> _Passage to read_:
══════════
Gnash w/ Sweater Beats, Max, Goody Grace, Imad Royal, Triangle Park, Myboyjon
Neptune, Seattle, WA

Two seems to be the golden number of openers for nearly any concert. One can make the night feel a little quick, three can feel excessive, but two usually hits the sweet spot. Gnash brought five. Instead of picking seemingly random opening acts, it was more just a big group of friends, all who were featured somewhere in each other’s work at one point or another. Singing on and producing all his own music, Gnash has been releasing EP’s with lyrics that will somehow create and cure a broken heart at the same time.

The first friend to open The Sleepover Tour (to which everyone was invited to wear their pajamas of course) was Triangle Park, a laid-back producer who got the night rolling with just three quick tracks, bringing out Myboyjon for the last two.

Next up was Imad Royal, a performance I don’t think anyone was ready for. From the first bass drop to his last wave goodbye, Royal was jumping and dancing around the stage nonstop, properly hyping the crowd with his catchy sing-along tunes and fun beats. His performance was like Somo’s, that Seattle saw in November, but generally more upbeat and sassy.

Royal had the kind of energetic performance that you could watch 25 times and never get bored of, a set that everyone in the crowd posted Snapchats and photos of with the word “lit” somewhere in the caption, which is a pretty accurate way to describe it. In case you weren’t a fan though, he brought Gnash out for his first appearance of the night to sing and party to their version of “Bad For You.” With a killer smile and an even better performance, Imad Royal was the hidden gem of the night.
══════════
> _What you will do_:
- a) Reproduce the passage of the concert review starting with "The first friend" and going on through "upbeat and sassy.".
- b) Answer these questions from the concert review:
(i) How many opening acts did Gnash bring?
(ii) How many tracks did Triangle Park play?
(iii) What song did Gnash and Imad Royal perform together?
══════════
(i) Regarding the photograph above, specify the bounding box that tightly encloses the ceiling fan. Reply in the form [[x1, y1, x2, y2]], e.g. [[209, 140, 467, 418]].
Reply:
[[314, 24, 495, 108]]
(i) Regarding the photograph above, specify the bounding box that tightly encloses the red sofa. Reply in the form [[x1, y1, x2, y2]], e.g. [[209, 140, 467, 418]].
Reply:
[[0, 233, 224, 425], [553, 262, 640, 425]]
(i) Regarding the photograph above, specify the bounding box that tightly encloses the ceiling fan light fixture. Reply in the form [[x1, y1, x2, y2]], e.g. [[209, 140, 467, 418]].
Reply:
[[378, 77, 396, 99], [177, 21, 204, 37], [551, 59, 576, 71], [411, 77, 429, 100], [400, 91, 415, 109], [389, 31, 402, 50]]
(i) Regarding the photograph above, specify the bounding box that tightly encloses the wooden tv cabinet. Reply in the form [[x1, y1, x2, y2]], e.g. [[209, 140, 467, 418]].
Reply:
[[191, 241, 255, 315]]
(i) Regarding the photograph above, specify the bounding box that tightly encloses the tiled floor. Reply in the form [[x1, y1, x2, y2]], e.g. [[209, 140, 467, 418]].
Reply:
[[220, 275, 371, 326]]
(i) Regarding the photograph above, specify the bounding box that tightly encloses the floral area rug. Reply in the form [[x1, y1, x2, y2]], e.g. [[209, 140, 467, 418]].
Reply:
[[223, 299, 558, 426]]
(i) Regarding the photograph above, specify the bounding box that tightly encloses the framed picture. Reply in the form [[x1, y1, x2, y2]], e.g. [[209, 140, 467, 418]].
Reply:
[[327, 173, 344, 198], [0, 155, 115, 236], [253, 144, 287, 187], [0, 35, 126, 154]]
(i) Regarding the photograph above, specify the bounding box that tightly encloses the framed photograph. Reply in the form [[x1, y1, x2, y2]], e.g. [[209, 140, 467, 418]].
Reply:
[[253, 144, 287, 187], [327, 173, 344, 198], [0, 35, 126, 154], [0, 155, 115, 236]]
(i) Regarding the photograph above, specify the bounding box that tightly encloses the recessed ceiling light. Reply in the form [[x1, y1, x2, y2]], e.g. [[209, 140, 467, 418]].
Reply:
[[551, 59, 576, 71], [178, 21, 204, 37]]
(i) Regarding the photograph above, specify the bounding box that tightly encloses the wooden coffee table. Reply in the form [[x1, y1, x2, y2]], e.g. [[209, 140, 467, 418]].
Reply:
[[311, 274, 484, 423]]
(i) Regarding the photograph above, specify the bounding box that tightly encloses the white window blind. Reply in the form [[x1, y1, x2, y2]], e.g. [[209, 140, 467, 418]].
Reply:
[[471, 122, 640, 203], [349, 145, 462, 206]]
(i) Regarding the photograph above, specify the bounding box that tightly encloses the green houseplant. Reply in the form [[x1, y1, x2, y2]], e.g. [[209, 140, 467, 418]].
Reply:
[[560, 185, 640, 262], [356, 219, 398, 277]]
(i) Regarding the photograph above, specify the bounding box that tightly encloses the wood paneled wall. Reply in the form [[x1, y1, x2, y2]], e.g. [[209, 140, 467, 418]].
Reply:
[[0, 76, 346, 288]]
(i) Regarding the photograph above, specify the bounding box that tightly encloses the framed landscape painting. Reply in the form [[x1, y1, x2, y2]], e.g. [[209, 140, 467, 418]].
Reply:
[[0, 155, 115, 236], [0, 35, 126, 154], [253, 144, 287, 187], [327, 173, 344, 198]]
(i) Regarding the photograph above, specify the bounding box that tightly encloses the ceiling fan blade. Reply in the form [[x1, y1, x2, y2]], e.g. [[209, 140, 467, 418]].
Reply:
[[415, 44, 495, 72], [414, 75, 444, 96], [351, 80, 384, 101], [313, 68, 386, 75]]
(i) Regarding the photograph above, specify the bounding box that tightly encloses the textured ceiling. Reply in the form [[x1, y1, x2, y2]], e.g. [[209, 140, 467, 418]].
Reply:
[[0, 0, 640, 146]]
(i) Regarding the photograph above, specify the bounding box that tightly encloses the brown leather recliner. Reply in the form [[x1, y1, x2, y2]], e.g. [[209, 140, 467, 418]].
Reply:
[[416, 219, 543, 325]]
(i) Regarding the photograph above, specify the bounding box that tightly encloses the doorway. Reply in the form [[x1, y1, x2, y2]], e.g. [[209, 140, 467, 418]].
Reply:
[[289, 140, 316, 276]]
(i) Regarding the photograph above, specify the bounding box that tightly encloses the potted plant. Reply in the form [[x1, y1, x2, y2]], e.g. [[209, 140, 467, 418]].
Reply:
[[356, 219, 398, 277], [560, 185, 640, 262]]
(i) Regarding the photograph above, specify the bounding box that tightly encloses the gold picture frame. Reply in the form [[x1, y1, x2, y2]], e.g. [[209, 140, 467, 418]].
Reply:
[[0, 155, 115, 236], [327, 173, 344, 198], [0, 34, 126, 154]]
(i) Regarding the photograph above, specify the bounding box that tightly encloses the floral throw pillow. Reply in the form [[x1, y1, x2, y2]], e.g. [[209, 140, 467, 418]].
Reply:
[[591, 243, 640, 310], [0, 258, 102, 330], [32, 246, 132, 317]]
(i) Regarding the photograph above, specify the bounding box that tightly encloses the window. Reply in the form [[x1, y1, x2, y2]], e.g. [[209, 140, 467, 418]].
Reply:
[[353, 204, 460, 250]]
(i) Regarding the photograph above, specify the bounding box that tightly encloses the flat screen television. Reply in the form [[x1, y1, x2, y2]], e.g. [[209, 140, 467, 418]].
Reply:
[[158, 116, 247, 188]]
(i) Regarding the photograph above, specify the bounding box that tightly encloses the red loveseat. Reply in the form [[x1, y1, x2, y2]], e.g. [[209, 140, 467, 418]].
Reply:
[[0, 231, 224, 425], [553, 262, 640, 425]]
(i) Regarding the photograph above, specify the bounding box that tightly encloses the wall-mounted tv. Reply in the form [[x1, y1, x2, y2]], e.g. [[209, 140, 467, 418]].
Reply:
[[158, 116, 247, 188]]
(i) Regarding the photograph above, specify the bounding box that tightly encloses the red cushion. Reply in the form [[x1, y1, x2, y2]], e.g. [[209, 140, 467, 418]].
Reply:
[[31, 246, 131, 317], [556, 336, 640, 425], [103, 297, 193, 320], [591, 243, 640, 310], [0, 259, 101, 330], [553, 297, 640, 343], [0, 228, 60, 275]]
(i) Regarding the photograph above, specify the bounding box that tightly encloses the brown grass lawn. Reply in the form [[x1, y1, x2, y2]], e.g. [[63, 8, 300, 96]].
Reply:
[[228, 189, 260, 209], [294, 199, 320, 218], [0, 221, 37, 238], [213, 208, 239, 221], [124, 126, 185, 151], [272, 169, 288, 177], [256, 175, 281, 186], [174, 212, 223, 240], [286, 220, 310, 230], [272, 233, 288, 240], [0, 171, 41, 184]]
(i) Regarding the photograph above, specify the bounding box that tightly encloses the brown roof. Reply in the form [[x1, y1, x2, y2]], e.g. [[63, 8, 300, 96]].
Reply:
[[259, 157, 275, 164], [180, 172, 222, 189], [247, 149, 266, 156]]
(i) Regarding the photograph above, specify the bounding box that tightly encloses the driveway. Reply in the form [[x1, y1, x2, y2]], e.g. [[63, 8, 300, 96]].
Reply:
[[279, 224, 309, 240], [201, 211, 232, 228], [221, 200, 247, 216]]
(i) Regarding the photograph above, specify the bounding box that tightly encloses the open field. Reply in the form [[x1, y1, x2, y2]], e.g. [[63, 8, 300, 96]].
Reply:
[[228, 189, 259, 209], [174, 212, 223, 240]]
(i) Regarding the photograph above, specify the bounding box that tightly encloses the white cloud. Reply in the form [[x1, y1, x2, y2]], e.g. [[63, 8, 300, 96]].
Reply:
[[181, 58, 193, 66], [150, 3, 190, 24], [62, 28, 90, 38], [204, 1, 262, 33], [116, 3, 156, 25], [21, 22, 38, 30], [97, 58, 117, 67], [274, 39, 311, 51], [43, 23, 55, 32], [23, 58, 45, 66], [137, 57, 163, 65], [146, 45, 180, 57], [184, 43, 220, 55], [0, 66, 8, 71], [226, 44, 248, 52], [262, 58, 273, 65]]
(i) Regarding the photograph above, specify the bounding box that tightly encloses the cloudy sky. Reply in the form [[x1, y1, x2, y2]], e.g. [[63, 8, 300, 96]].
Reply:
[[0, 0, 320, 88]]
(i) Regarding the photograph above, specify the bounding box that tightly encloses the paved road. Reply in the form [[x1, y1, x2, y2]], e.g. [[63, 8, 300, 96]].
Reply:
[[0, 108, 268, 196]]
══════════
> _The solutions_:
- a)
The first friend to open The Sleepover Tour (to which everyone was invited to wear their pajamas of course) was Triangle Park, a laid-back producer who got the night rolling with just three quick tracks, bringing out Myboyjon for the last two.

Next up was Imad Royal, a performance I don’t think anyone was ready for. From the first bass drop to his last wave goodbye, Royal was jumping and dancing around the stage nonstop, properly hyping the crowd with his catchy sing-along tunes and fun beats. His performance was like Somo’s, that Seattle saw in November, but generally more upbeat and sassy.

- b)
(i) Five.
(ii) Three.
(iii) "Bad For You."